PROMPT >>
Each line from the one that contains "black t-shirt, one" to the end of the material must be set down exactly, and no line before it.

··· SUPPLIED DATA ···

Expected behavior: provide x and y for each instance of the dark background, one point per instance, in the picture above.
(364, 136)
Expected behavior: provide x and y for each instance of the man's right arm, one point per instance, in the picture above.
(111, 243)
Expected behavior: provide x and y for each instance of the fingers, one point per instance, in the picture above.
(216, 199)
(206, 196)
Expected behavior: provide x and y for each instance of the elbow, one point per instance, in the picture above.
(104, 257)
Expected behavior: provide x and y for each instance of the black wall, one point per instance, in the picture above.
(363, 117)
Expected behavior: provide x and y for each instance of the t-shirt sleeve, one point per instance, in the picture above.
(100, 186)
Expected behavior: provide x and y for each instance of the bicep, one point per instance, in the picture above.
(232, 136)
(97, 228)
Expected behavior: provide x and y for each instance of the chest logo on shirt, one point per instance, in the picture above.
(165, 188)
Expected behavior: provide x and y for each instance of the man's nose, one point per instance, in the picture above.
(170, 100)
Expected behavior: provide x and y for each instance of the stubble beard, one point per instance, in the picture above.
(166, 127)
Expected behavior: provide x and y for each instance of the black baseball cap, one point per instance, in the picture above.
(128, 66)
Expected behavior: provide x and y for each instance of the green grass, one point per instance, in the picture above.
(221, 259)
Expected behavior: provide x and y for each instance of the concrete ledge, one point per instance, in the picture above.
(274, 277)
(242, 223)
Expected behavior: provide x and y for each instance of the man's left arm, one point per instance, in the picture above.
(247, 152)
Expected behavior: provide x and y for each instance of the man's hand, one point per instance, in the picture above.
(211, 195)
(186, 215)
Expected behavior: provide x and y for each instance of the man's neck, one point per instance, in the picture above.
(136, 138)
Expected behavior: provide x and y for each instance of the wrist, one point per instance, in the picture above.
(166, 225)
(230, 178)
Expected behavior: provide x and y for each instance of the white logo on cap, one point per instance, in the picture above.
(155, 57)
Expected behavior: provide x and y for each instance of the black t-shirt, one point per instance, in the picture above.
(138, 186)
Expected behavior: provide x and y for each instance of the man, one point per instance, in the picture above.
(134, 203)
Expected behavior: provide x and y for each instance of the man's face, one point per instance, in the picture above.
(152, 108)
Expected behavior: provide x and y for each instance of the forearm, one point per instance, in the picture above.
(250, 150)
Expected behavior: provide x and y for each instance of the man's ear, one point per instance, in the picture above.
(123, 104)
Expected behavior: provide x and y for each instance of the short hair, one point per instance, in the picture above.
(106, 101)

···

SOLUTION TO THE EXERCISE >>
Expected behavior: provide x and y for each instance of the black t-shirt, one point per instance, in the picture above.
(138, 186)
Expected behavior: provide x and y for each instance of the man, one point per instance, in the picture above.
(134, 203)
Expected behavior: provide x and y for each instance of the man's face, one point per instance, in the picture above.
(152, 108)
Expected behavior: provide x and y for each instance of the forearm, one point per instance, in the picture above.
(250, 150)
Expected behavior: provide x and y for each instance of the man's ear, one point per instance, in the picture above.
(123, 104)
Expected behavior: provide x and y for each instance of the short hair, one point per instance, in the picture above.
(106, 101)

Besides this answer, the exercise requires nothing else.